Text excerpt »
The Great Lakes Water Authority approved a 4.3 percent hike in service charges that begins July 1, according to the
Detroit News.
The price jump, which is 50 percent lower than last year's increase, is higher, still, than predicted. The
Detroit Free Press reported in May that the increase in water and sewer bills would amount to 3.2 percent.
The spike, which will affect suburban bills, was previously attributed to unpaid bills from the city of Highland Park.
"If they’d been paying their sewer bills on a regular basis, the average increases would be 1.7 percent," Great Lakes Water Authority Chairman Robert Daddow told
Freep last month.
The city of Highland Park owes nearly $30 million in unpaid bills, according to the GLWA, which took over for the Detroit Water and Sewerage Department in January.
That said, since the spike passed Wednesday (5-1), the reasons for the increase have expanded.
As Daddow told the
Detroit News Tuesday, other causes for the upswing in price, include the imminent departure of Genesee County — one of the department's largest customers — as it readies itself for the completion of the
Karegnondi Water Authority. (In 2014, Genesee County and Flint
signed onto the KWA, which is expected to be finished in 2017 — the county stuck with DWSD until completion, while Flint switched to the Flint River.) The loss is expected to take away about $18 million in revenues from the GLWA, according to the
News.
Daddow also attributed to the spike in prices to the costs of repairing the Detroit wastewater treatment plant, which was devastated in a fire this past spring.
"We have a whole series of issues," Daddow told the
News after the vote. "If we lower the rate this year, it just makes it harder to keep increases down next year."
This is the first time the GLWA has set rates since DWSD was running the show.

[Referring expression data]
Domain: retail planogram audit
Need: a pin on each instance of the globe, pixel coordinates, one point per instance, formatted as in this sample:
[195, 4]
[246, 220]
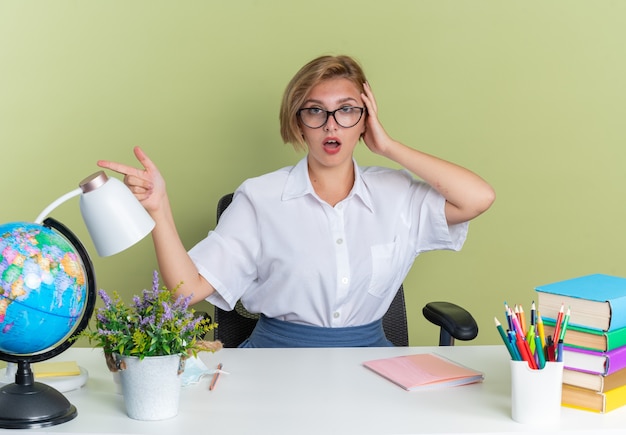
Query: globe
[42, 288]
[47, 297]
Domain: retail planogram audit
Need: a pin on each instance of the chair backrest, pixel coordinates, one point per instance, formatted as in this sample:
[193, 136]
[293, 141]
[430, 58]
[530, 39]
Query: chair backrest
[237, 325]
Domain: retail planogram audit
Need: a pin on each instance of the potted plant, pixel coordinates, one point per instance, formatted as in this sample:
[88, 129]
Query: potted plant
[148, 342]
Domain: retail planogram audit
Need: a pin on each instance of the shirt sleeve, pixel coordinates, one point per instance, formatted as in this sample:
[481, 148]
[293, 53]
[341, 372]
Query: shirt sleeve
[431, 231]
[226, 258]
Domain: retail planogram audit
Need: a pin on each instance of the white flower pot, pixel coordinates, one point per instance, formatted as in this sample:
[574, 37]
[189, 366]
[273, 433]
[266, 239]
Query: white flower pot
[151, 386]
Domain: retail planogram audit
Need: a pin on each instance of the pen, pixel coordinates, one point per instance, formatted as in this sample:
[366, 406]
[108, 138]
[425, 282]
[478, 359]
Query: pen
[557, 325]
[540, 330]
[539, 352]
[507, 343]
[559, 351]
[564, 326]
[216, 376]
[507, 313]
[549, 349]
[522, 319]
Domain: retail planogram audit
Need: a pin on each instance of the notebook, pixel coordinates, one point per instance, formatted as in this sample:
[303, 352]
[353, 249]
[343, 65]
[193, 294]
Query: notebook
[424, 371]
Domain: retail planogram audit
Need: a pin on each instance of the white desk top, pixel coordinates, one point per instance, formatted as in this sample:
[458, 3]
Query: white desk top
[320, 391]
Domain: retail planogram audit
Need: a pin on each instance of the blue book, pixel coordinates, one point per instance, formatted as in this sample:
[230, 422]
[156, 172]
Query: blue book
[596, 301]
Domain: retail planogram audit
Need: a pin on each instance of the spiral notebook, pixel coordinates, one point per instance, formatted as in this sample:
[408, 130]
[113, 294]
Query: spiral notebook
[424, 371]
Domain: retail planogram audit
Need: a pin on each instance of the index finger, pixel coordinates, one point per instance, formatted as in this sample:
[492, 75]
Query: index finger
[120, 168]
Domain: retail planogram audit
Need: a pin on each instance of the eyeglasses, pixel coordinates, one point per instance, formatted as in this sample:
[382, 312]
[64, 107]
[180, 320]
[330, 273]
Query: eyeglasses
[346, 116]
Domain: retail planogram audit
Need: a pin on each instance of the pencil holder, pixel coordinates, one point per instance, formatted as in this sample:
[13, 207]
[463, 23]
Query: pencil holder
[536, 394]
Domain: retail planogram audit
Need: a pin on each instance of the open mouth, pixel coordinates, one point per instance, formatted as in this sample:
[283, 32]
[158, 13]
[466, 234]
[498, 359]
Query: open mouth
[332, 145]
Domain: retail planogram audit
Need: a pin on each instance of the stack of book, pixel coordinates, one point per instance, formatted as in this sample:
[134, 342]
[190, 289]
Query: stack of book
[594, 352]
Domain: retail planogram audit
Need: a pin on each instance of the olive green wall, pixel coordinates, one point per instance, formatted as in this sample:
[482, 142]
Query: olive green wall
[531, 95]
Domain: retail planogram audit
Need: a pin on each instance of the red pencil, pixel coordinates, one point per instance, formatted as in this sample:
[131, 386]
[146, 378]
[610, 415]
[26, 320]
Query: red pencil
[557, 326]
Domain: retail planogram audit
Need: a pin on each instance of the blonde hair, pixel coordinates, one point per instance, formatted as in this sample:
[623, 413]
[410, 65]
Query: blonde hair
[311, 74]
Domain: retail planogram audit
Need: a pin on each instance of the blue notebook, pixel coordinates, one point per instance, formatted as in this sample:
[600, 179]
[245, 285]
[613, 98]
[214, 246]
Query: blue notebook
[596, 301]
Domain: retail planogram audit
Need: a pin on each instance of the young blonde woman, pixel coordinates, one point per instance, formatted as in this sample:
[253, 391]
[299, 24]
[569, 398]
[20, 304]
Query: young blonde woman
[319, 248]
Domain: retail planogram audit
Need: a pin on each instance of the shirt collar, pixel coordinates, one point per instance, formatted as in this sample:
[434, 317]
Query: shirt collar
[299, 184]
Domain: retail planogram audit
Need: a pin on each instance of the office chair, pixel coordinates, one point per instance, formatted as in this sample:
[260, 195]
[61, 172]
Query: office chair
[233, 327]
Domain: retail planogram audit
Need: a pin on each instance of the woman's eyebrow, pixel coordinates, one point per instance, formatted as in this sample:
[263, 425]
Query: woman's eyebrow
[342, 100]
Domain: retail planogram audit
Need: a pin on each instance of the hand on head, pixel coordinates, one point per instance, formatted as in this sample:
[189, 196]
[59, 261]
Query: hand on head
[375, 136]
[147, 184]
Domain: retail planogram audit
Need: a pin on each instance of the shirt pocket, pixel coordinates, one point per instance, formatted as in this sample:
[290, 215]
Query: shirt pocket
[383, 270]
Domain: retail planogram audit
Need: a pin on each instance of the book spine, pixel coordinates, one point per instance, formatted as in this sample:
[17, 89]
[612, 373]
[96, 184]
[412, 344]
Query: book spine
[614, 360]
[618, 313]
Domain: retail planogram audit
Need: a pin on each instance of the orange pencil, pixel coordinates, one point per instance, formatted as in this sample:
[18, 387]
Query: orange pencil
[522, 320]
[216, 376]
[557, 326]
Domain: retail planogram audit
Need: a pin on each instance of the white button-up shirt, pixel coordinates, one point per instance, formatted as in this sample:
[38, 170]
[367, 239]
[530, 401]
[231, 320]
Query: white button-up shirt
[289, 255]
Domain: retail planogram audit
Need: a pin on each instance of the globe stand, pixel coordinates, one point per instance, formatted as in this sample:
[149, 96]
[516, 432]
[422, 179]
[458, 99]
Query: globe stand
[27, 404]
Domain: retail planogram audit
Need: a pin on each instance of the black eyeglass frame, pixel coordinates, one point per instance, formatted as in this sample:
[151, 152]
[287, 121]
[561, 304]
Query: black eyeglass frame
[330, 113]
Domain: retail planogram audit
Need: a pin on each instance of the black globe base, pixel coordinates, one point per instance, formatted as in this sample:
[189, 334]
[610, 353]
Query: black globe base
[33, 406]
[27, 404]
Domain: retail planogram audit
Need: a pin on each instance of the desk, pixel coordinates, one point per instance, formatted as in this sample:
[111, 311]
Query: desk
[320, 391]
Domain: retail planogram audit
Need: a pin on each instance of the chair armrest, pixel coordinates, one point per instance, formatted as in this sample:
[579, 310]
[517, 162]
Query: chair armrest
[454, 320]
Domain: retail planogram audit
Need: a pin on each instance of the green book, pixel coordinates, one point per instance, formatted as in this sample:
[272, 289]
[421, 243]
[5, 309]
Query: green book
[587, 338]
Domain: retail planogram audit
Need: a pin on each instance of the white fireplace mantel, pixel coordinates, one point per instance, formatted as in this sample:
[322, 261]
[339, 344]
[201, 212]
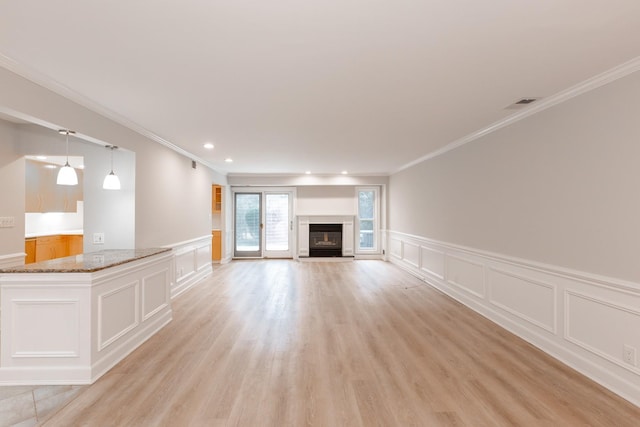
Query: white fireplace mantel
[347, 231]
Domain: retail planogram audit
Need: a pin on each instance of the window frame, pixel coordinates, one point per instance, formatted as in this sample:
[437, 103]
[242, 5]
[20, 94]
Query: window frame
[376, 220]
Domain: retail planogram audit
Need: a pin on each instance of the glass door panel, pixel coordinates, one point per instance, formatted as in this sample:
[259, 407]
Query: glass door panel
[248, 225]
[278, 225]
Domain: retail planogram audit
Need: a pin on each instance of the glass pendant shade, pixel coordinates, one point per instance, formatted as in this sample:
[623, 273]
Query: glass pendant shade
[67, 176]
[111, 182]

Work task » Please output the part of the water rate article starting with "The price jump, which" and going on through "Freep last month.", copied word for word.

Task output »
The price jump, which is 50 percent lower than last year's increase, is higher, still, than predicted. The
Detroit Free Press reported in May that the increase in water and sewer bills would amount to 3.2 percent.
The spike, which will affect suburban bills, was previously attributed to unpaid bills from the city of Highland Park.
"If they’d been paying their sewer bills on a regular basis, the average increases would be 1.7 percent," Great Lakes Water Authority Chairman Robert Daddow told
Freep last month.